Copy every line from the one containing "You are given a photograph. For the fork" through the end of the rows. Keep each line as it is, except increase every x and y coordinate in the answer points by 5.

● Data in this exercise
[Start]

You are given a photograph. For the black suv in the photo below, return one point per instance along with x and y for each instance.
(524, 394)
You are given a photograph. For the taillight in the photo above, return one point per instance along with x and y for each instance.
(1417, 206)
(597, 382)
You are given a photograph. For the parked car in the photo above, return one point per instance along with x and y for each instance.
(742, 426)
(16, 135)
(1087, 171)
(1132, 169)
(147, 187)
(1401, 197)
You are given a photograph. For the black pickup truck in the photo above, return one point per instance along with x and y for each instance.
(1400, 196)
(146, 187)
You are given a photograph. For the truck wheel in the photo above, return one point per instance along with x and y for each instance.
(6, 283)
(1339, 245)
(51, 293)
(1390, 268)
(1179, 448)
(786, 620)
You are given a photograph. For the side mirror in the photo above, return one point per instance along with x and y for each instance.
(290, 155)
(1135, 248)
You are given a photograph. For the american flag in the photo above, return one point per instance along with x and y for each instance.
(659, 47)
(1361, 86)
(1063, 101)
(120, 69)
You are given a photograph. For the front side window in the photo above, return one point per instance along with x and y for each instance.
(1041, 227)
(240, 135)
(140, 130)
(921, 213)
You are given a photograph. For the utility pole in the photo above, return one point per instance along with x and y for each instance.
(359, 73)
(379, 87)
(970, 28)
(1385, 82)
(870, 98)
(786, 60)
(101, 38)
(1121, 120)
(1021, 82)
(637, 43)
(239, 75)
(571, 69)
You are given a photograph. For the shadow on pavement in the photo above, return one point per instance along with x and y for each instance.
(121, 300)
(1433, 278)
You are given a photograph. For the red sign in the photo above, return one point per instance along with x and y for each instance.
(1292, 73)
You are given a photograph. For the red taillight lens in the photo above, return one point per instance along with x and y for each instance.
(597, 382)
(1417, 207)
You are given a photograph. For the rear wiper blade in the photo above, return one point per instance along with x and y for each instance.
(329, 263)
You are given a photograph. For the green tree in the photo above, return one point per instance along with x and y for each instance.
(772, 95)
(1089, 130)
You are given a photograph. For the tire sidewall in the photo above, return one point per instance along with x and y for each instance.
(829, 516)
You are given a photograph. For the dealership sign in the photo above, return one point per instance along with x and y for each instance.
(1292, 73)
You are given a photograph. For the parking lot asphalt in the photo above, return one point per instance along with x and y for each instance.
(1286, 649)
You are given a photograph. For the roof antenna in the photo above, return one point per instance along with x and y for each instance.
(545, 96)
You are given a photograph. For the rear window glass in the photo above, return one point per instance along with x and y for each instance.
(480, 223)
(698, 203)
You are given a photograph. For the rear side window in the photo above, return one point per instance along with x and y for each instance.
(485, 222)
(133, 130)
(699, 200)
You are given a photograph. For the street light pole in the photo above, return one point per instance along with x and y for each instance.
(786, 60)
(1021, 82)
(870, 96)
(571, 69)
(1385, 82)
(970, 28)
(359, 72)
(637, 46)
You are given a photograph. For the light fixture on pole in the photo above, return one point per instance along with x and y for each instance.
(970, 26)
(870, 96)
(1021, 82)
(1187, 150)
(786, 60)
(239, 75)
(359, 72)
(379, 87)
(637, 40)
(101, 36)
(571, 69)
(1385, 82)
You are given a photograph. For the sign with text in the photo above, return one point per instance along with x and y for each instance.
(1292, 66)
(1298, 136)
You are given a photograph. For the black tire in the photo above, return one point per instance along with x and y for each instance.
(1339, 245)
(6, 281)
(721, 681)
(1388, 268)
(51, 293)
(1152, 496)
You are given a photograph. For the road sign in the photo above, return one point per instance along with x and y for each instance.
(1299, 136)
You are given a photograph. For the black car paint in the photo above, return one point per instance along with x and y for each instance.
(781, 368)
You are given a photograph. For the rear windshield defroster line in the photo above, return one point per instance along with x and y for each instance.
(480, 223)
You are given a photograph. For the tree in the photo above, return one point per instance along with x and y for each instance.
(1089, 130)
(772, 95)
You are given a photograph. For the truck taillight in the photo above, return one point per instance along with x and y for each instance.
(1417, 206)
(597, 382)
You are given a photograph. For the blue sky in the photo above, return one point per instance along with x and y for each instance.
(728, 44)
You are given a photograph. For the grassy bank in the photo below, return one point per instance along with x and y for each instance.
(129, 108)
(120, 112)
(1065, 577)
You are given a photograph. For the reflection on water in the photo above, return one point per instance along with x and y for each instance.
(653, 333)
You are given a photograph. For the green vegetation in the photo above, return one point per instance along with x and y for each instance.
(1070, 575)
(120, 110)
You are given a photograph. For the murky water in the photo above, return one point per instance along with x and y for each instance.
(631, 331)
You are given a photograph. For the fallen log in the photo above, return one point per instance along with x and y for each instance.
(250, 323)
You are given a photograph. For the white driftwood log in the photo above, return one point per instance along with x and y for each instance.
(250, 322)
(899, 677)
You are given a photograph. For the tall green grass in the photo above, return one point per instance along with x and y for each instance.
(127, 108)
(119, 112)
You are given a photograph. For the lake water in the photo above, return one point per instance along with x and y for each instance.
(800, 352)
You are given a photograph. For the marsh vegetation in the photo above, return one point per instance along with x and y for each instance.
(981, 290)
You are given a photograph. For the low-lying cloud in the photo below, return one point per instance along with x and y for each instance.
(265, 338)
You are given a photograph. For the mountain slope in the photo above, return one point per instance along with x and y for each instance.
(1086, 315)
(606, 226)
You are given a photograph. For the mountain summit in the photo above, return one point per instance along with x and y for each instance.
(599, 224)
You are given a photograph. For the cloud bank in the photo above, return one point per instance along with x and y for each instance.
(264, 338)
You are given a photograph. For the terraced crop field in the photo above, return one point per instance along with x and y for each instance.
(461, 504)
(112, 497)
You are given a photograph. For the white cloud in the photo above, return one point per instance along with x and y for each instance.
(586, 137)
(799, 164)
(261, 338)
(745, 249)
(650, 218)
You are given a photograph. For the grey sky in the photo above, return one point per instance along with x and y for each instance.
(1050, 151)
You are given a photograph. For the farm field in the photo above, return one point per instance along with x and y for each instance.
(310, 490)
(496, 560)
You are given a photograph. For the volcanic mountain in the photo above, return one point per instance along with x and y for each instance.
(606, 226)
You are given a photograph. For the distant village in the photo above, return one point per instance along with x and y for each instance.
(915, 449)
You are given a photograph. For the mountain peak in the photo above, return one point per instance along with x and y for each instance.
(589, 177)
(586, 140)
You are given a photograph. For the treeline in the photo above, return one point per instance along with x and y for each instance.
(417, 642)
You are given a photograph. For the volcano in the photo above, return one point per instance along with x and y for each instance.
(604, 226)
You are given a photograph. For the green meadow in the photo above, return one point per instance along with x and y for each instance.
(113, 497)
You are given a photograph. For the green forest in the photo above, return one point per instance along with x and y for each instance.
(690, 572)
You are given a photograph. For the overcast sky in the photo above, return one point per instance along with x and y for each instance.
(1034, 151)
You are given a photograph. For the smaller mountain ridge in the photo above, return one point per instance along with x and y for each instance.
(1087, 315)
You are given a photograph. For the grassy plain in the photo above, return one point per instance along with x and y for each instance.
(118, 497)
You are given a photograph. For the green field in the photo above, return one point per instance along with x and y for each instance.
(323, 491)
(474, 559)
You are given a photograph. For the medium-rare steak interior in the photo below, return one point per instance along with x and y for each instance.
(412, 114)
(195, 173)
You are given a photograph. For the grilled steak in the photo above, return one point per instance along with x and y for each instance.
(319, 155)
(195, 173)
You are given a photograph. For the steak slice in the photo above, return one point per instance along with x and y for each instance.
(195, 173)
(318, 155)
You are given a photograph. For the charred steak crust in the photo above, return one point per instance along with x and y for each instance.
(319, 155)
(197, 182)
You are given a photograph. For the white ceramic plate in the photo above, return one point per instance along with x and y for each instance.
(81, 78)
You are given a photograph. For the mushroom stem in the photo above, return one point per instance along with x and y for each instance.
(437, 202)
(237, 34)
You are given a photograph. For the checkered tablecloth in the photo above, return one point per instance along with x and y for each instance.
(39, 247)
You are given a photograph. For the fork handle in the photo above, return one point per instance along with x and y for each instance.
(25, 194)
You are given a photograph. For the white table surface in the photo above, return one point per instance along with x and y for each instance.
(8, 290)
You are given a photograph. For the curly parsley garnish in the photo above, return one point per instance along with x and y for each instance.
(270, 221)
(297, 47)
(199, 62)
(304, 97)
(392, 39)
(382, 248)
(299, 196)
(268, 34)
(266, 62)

[End]

● Correct result
You are given a photograph. For the fork handle in the photo above, return one point per instance along with x and y for each instance.
(30, 199)
You are given a photograph. For the white table surface in the photo above, return one point per instance along with x and y for each instance.
(13, 295)
You are given a photograph. For the curly parsley garnish in the photo above, return one point per instance along with x and y for each instance.
(275, 226)
(302, 52)
(204, 67)
(309, 102)
(397, 44)
(387, 253)
(304, 201)
(273, 39)
(271, 67)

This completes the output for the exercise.